Do this
Can you transcribe every one of the lines below, character for character, from first to last?

Records of labeled points
□ □ □
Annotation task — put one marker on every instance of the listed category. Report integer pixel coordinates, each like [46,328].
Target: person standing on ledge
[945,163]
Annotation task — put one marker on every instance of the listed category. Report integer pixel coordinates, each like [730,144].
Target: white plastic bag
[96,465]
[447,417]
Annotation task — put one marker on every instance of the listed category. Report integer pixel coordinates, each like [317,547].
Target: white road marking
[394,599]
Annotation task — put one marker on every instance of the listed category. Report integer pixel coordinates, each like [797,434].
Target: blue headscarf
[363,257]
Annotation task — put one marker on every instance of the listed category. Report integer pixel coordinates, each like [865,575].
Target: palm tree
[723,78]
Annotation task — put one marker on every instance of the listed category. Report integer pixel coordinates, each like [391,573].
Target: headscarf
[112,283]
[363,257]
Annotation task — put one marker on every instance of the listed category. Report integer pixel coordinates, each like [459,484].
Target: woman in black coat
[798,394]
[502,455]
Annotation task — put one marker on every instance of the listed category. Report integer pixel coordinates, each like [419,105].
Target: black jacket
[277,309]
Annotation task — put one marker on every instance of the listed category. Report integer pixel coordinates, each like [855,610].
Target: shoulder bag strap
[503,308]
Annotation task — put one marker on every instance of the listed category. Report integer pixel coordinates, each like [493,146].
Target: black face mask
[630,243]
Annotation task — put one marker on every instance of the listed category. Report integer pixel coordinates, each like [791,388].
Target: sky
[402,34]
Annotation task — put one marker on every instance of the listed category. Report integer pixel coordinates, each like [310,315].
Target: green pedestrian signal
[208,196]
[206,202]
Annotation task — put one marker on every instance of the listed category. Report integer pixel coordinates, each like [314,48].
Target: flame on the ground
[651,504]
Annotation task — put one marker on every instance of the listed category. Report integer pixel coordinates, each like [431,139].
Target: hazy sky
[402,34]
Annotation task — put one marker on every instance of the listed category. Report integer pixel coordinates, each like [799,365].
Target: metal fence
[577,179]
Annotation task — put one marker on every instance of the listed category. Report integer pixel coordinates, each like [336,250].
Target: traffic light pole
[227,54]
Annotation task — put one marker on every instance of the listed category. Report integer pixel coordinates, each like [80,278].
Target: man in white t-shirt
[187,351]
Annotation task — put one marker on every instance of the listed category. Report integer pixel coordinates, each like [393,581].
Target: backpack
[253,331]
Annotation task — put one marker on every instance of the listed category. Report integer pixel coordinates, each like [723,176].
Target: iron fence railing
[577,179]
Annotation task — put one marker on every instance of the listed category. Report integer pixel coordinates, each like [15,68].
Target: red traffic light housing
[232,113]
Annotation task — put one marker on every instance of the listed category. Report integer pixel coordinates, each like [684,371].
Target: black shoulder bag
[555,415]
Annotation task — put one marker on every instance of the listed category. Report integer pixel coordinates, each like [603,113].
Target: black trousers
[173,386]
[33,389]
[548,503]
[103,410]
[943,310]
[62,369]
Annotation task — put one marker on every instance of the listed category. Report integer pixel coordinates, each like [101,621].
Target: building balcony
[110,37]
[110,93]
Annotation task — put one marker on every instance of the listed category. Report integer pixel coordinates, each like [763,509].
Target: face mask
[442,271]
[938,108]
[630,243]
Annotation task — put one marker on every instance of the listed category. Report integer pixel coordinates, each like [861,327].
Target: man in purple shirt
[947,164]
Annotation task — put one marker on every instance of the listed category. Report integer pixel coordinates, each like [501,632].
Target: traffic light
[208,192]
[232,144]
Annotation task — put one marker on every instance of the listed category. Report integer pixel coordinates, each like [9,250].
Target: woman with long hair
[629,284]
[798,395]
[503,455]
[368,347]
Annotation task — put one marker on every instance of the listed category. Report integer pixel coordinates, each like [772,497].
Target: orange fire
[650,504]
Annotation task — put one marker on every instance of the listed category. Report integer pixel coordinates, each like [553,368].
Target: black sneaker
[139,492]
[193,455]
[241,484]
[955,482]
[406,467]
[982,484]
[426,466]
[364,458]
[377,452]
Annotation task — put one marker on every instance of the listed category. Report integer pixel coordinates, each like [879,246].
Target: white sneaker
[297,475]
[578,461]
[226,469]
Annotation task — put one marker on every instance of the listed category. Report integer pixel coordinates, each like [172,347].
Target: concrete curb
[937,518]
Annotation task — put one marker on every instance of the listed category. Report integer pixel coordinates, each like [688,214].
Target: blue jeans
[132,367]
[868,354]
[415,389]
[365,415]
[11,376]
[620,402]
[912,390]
□ □ □
Task answer
Annotation task — put one marker on every instance of the listed category. Report integer pixel coordinates, each like [46,328].
Target: person standing on ledge
[945,163]
Annotation task — put one marker on every instance of the listed category. Report integer pixel coordinates, each like [730,144].
Target: white plastic bag
[96,465]
[447,417]
Annotation task — put one marker on every instance of the listed category. Report integer pixel coordinates, each like [317,547].
Target: white road marking
[394,599]
Annotation task — put one marker on every instance of the listed category. Report integer pixel coordinates, each like [797,434].
Target: blue headscarf
[363,257]
Annotation task — put one marker on every instance of the listed category. Report integer pixel coordinates, each like [865,575].
Target: palm tree
[723,78]
Annotation task — put one marker on every instance of the listed category. Report integer pixel coordinates, each like [391,573].
Target: headscarf
[112,283]
[363,257]
Annotation task — put one marker on every instance of the listed category. Report integer pixel coordinates, each like [459,484].
Target: woman in black coat
[798,394]
[502,455]
Annotation task — put one marker on every instance of the listed category. Report integer pixel coordinates, each like [419,105].
Target: black jacket
[277,309]
Annotation task — put one marker on every instance of the listed category. Report integer pixel coordinates, each like [855,610].
Target: shoulder bag strap
[503,308]
Annotation task — put one marker on every instance of the listed category. Report integer pixel coordinates, each like [493,146].
Target: black face mask
[630,243]
Annotation task — put one marker on every instance of the listed category. Report integer pixel coordinates, each like [791,388].
Target: sky
[402,34]
Annotation task — put one marker on every instance of the listed category. Report integer pixel coordinates, each like [310,315].
Target: green pedestrian signal
[208,196]
[206,202]
Annotation task — put one marker on every instance of the listed category. Report integer pixel coordinates, each like [314,48].
Target: flame on the ground
[651,504]
Annotation task — put one marker on every instance of the listed category. Report integer pixel coordinates, each like [431,139].
Target: hazy sky
[402,34]
Annotation task — put one marker on every instance of the listed category. Report integer pixel coordinates, each like [799,365].
Target: metal fence
[577,179]
Annotation task — put one marker on every instance of the listed category. Report integer pixel coordinates, each like [336,250].
Target: traffic light pole
[227,54]
Annotation task — put one marker on every instance of the listed category. Report integer pixel coordinates, each like [80,278].
Target: man in white t-shirt
[187,351]
Annotation task — put one marker on every instance of the listed category. Report integer pixel coordinates, each like [393,581].
Target: backpack
[253,331]
Annotation task — put one marker on every instance of the listed category. Report integer pixel coordinates, each like [723,176].
Target: iron fence railing
[577,179]
Annotation task — put one marker on every instance of the listed category. Report integer pixel coordinates, each like [15,68].
Target: red traffic light housing
[232,113]
Annotation task — put one marker on every instance of the listed category. Report integer pixel coordinates, each like [684,371].
Target: black shoulder bag
[555,415]
Annotation task — put one marker on every instance of the listed category. Report integer pixel coordinates, each like [603,113].
Target: black trousers
[173,386]
[33,389]
[548,503]
[103,410]
[943,310]
[62,369]
Annotation task — put one marker on every instance of the listed category. Report integer pixel coordinates, each like [101,621].
Target: building balcony
[110,37]
[110,93]
Annotation task — put one marker on every instance of the listed category. Report integer pixel coordinates, each like [763,509].
Target: face mask
[442,271]
[938,108]
[630,243]
Annotation task — put one marker on every instance of the listed category. Report integer pixel coordinates, each like [861,327].
Target: man in purple shirt
[947,164]
Annotation task — put one marker on every instance of the listed category. Report integer pixel coordinates, each like [501,632].
Target: traffic light
[208,192]
[232,144]
Annotation task — put one marker on every instance of the listed category. Report integer pixel coordinates, each like [9,250].
Target: woman with long hair
[629,284]
[798,395]
[503,455]
[368,347]
Annotation task — put one marker on every instance of the listed category. Report integer pixel coordinates, each like [772,497].
Target: orange fire
[650,504]
Annotation task — put one marker on every instance of the listed category. Report integer pixel coordinates, each like [553,368].
Target: black sneaker
[139,492]
[193,455]
[241,484]
[955,482]
[406,467]
[982,484]
[426,466]
[364,458]
[377,452]
Annotation task — put one marker on every instance of the listed category. Report integer pixel coordinates, each like [879,246].
Target: white sneaker
[297,475]
[578,461]
[226,469]
Annotation task — put one marker on every instance of the listed category. Report integer pixel coordinates, each like [172,347].
Target: concrete curb
[937,518]
Annotation task — put one marker on every instance of the listed category. Report integer pixel coordinates, each like [688,214].
Target: blue jeans
[132,367]
[868,354]
[415,389]
[365,415]
[11,376]
[620,402]
[912,390]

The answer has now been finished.